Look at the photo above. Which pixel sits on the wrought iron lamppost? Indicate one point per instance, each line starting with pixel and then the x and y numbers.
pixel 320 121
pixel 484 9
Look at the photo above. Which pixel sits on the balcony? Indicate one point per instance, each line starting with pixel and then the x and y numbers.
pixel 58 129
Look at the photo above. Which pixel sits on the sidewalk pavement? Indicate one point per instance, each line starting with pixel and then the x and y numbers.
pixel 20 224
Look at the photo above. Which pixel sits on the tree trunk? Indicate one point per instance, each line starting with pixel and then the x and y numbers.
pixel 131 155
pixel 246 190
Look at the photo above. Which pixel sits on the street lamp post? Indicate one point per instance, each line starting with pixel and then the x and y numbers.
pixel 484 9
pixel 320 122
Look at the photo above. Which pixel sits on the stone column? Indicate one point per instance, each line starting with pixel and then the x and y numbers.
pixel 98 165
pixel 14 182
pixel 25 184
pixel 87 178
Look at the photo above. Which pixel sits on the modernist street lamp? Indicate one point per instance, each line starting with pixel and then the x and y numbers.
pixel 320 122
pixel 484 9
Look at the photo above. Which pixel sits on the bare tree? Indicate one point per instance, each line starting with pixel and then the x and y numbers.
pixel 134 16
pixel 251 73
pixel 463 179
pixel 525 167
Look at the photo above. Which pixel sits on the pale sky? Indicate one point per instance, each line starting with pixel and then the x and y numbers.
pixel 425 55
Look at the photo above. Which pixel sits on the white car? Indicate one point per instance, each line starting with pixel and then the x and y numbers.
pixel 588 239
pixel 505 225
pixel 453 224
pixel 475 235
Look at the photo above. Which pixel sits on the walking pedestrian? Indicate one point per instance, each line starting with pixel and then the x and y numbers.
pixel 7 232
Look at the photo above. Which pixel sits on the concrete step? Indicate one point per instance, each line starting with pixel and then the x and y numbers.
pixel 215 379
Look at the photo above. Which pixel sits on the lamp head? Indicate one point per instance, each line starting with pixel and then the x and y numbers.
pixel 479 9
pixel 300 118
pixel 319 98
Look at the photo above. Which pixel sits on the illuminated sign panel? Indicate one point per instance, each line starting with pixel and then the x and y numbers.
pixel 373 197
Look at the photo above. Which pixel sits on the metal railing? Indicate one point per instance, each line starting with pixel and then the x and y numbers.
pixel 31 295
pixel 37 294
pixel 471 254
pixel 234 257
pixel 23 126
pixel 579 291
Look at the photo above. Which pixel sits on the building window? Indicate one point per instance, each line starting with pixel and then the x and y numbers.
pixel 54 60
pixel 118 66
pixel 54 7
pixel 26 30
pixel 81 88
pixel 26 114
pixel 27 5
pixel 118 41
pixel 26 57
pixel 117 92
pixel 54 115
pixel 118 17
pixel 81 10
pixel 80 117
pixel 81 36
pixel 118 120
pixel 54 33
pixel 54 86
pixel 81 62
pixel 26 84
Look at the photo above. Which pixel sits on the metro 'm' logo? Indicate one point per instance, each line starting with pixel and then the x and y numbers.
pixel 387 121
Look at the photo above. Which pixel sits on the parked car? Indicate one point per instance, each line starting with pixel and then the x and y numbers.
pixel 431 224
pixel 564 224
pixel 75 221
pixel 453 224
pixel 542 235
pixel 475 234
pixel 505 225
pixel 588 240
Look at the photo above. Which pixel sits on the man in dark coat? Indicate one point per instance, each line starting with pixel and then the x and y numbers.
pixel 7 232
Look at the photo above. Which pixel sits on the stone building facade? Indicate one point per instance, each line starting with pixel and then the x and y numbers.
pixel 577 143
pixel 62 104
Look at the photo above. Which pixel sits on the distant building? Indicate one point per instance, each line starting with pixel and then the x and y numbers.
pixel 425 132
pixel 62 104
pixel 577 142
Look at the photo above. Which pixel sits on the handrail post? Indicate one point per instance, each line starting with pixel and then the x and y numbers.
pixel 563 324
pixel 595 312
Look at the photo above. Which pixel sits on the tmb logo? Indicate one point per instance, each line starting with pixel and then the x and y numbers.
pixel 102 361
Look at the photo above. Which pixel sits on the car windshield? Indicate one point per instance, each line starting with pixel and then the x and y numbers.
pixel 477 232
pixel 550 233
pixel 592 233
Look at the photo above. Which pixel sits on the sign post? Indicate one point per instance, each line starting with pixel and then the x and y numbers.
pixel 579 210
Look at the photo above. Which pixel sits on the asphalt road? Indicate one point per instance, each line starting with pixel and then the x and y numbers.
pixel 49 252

· · · · · · ·

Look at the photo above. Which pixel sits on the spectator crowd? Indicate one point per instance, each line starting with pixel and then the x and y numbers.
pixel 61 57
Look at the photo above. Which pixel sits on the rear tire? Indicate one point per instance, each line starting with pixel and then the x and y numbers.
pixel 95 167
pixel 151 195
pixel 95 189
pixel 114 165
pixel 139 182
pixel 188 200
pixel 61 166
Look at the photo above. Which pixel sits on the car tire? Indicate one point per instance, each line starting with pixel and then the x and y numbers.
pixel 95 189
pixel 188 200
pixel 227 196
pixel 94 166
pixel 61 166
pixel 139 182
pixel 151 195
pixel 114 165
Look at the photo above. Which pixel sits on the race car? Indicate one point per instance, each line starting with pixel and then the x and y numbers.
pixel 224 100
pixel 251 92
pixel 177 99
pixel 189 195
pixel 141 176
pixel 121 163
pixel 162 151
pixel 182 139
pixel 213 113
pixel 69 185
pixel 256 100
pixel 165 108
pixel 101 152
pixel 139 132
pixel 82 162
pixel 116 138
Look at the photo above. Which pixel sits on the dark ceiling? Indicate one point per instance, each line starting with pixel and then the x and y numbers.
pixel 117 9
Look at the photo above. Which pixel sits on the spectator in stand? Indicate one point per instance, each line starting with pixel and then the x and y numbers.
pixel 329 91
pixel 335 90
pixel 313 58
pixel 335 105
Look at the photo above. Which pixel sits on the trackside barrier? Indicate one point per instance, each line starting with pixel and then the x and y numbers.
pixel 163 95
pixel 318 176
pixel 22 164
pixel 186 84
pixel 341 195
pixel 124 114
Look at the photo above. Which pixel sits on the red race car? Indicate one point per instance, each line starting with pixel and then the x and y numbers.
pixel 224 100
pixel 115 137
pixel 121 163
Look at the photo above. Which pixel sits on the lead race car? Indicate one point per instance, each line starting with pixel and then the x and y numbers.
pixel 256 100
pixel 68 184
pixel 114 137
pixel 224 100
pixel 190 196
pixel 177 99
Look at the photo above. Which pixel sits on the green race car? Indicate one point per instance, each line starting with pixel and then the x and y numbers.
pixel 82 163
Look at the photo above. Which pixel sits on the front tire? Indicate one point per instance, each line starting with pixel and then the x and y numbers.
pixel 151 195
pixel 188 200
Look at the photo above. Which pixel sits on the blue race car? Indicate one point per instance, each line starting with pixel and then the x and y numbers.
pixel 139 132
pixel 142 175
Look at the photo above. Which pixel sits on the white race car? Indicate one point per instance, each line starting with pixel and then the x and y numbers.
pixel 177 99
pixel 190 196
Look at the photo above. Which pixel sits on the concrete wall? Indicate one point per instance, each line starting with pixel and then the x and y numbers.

· · · · · · ·

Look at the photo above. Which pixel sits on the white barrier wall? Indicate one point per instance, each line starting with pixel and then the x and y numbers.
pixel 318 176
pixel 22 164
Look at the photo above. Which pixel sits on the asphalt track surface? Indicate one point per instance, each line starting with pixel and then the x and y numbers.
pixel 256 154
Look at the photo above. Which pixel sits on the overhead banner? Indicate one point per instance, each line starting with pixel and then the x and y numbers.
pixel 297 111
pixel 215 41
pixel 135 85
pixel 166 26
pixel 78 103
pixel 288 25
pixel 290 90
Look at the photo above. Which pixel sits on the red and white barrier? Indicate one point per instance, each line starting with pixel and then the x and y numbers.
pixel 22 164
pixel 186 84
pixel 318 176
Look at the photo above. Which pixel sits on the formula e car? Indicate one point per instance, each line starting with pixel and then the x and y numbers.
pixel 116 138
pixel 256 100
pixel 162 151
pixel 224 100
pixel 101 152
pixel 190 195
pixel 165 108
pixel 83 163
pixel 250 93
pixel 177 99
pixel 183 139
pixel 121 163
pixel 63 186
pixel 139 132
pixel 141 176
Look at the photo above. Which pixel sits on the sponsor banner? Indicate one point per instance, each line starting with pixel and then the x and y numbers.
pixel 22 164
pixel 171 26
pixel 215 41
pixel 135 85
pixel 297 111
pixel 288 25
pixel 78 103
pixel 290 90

· · · · · · ·

■ Work required: Could you write out, exactly as they stand, only the lines above that begin at the line with "Look at the photo above. Which pixel sits on the lead" and stop after the line with "the concrete wall?"?

■ Answer area:
Look at the photo above. Which pixel sits on the lead race car? Indicate one point per instance, each line starting with pixel and then the x and y numbers.
pixel 256 100
pixel 68 184
pixel 114 137
pixel 224 100
pixel 190 196
pixel 177 99
Look at the photo above. Which pixel sits on the green race car? Indicate one point per instance, each line starting with pixel and then the x and y numbers.
pixel 82 163
Look at the photo above. Which pixel sits on the front tire? Indicate one point per instance, each line starting with pixel and then the x and y numbers.
pixel 151 195
pixel 188 200
Look at the photo above. Which pixel sits on the blue race car? Indicate one point per instance, each line starting with pixel and then the x and y numbers.
pixel 139 132
pixel 142 175
Look at the photo above. Which pixel sits on the white race car? Indicate one point per instance, each line starting with pixel and then the x and y numbers.
pixel 177 99
pixel 190 196
Look at the photo above. Which pixel sits on the concrete wall? Indicate one point per instance, each line starting with pixel and then the x and y numbers.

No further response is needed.